# Selected excerpt
Two antagonisms animate the People Mad at Opera. First, the (familiar) laments about Regietheater (“Eurotrash!”): its corrosion of decency, standards of beauty and artistic truthfulness, and/or betrayal of the composer/librettist’s “intentions.” The second is that no one can sing properly anymore.

Peter Mattei’s videos attract many comments of the latter type. “I think Mattei is the patron saint of @operacomments,” Korman tells me. “I don’t know if it’s because he’s very tall, and that makes people freak out.” His voice also attracts particular ire. “You’ll see these comments: ‘Why is he crooning! Send him back to the French cabaret!’”

These views are not confined to YouTube. In the toilet at Covent Garden I once overheard two elderly gentlemen complaining the latest “Norma” was nowhere near as good as Callas, despite Sonya Yoncheva having the considerable advantage of being alive. An acquaintance once insisted on his desperate need to see “an unreconstructed ‘Meistersinger,’ set in medieval Nuremberg with proper costumes.” We may laugh at those who sing their Handelian rage arias into the digital abyss, but they are not a breed apart. They may be sitting next to you. 

For Korman, these disputes are about the very character of the operatic art form. They spot a schism: “In the land of opera comments people are desperately trying to make a performance culture into an archival culture.” They mention performance studies theorist Diana Taylor’s work in this area, for whom the archive represents the state and the establishment, troubled by the mutability of performance.

Korman believes that commenters often “want a new production of ‘Rigoletto,’ but only as long as it is the same as the old one; they want a new soprano but only as long as she sounds exactly like Maria Callas…When a new production premieres at the Met, all they feel is the loss of the old one.” The opera comments on YouTube represent a kind of underworld, inhabited by shades and mourners.

# Excerpted records
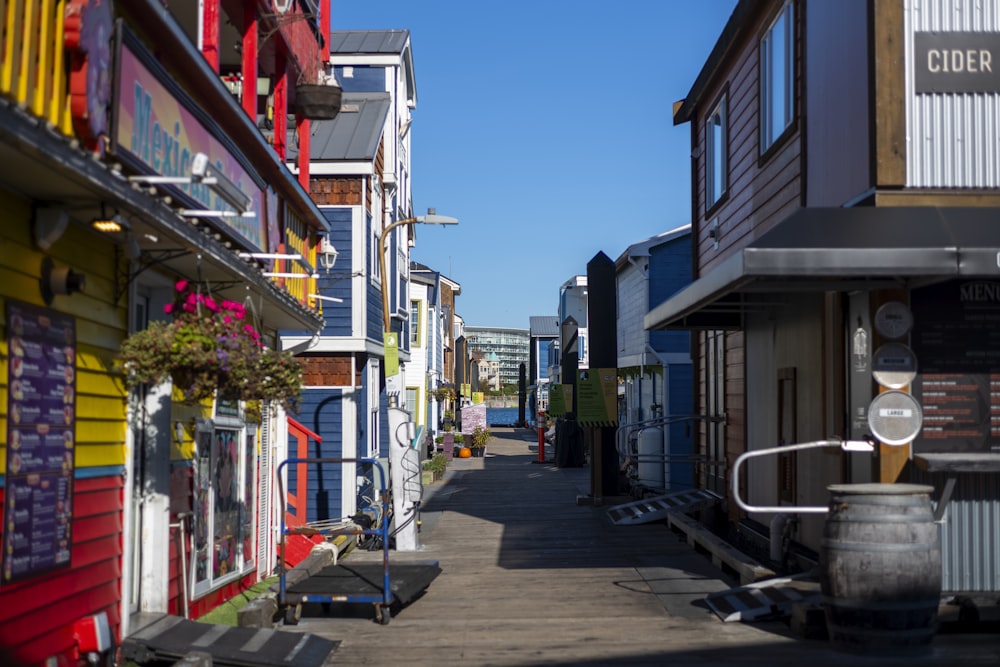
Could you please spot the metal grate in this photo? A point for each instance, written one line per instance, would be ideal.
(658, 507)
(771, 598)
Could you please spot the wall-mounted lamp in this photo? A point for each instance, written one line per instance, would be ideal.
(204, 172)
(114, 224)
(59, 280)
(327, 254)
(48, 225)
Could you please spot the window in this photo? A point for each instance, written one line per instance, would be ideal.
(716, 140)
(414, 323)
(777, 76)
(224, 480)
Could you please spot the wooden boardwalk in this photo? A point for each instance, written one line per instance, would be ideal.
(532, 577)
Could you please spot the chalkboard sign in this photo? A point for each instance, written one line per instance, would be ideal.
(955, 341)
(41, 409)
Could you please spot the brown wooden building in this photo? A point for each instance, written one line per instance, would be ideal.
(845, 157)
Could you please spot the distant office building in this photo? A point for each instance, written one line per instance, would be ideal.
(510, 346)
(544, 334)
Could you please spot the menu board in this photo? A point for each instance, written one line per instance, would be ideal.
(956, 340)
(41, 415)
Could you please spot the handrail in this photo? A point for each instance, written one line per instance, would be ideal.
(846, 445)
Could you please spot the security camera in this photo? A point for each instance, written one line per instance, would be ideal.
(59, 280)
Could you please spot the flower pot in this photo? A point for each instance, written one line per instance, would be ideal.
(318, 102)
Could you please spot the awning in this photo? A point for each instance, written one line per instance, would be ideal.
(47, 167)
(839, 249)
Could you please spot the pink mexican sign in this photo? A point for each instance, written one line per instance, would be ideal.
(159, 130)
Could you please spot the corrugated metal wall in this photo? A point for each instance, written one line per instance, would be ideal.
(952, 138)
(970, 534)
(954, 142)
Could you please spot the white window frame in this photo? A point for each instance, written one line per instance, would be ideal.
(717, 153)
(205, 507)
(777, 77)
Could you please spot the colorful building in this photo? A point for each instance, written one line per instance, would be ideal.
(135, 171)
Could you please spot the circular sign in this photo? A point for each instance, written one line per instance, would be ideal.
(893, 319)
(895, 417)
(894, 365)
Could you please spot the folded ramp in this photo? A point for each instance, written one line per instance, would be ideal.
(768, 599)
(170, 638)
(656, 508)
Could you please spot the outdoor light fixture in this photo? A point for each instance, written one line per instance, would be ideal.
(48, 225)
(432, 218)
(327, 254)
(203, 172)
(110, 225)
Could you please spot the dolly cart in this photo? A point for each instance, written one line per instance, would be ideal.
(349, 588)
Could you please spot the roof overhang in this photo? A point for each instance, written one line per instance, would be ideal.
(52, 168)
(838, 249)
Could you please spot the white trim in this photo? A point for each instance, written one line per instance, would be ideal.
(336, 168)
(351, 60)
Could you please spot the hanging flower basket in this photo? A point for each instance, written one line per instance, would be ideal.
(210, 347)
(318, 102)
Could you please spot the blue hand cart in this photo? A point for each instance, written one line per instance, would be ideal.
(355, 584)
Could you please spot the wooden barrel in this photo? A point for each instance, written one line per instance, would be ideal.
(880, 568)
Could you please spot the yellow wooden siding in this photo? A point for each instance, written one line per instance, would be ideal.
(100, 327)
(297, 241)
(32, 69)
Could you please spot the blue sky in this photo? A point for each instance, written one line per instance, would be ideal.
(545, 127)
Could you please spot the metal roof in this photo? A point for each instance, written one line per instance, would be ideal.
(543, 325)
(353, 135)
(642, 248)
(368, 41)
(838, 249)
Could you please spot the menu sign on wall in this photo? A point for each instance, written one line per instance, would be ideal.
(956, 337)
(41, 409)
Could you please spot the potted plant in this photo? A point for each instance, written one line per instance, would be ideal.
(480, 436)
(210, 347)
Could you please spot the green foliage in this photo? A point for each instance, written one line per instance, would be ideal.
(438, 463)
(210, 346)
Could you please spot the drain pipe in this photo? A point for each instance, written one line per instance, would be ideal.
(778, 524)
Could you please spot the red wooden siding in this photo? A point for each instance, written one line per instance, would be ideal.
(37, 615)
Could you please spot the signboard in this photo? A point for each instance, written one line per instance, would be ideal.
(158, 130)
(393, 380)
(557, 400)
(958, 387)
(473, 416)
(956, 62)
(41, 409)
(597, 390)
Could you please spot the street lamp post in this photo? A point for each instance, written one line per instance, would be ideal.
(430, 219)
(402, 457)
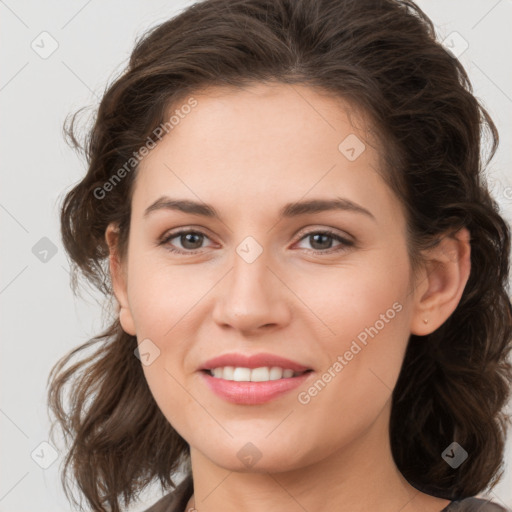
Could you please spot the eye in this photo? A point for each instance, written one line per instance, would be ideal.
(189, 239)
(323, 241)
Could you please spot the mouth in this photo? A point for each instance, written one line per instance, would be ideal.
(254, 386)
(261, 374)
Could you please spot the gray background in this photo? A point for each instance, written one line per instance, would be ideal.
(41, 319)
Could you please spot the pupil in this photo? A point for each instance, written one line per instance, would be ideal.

# Tasks for this exercise
1. Copy part of the opera commenters text word for word, beginning at the words "Peter Mattei’s videos" and stopping after "next to you.".
2. Carry on the text about opera commenters from its final sentence.
None of the data matters here.

# Response list
1.
Peter Mattei’s videos attract many comments of the latter type. “I think Mattei is the patron saint of @operacomments,” Korman tells me. “I don’t know if it’s because he’s very tall, and that makes people freak out.” His voice also attracts particular ire. “You’ll see these comments: ‘Why is he crooning! Send him back to the French cabaret!’”

These views are not confined to YouTube. In the toilet at Covent Garden I once overheard two elderly gentlemen complaining the latest “Norma” was nowhere near as good as Callas, despite Sonya Yoncheva having the considerable advantage of being alive. An acquaintance once insisted on his desperate need to see “an unreconstructed ‘Meistersinger,’ set in medieval Nuremberg with proper costumes.” We may laugh at those who sing their Handelian rage arias into the digital abyss, but they are not a breed apart. They may be sitting next to you.

2.
The People Mad at Opera comments also burn off some of the lacquer applied to opera’s surface, particularly when it comes to the mores of critical appreciation. Mindofwinter’s comment on Dmitri Hvorostovsky’s performance in Tchaikovsky’s “Eugene Onegin” reads, “You can’t really do any better than Dmitri Hvorostovsky’s interpretation of this song. Peter [Mattei] has a fine voice, but as heterosexual dude I find Dima… to be extremely hot and alluring in this role.” 

There is much to unpack here. The commenter adopts the language of the opera insider (“Dima”) and is attuned to the nuances of “interpretation.” But there is dissonance with the normal critical niceties. Onegin’s aria is a “song”—a regular fixture of the online classical music lexicon—and mindofwinter himself a “heterosexual dude” whose enthusiasm for Hvorostovsky’s work is rendered extravagant in finding the singer “extremely hot and alluring”—but only (?) “in this role.” 

No homo, the poster seems desperate to clarify. But we also glimpse someone on the brink of an important epiphany: a “heterosexual dude” who seems oddly at peace with his powerful, surprising sexual kinship with this singer.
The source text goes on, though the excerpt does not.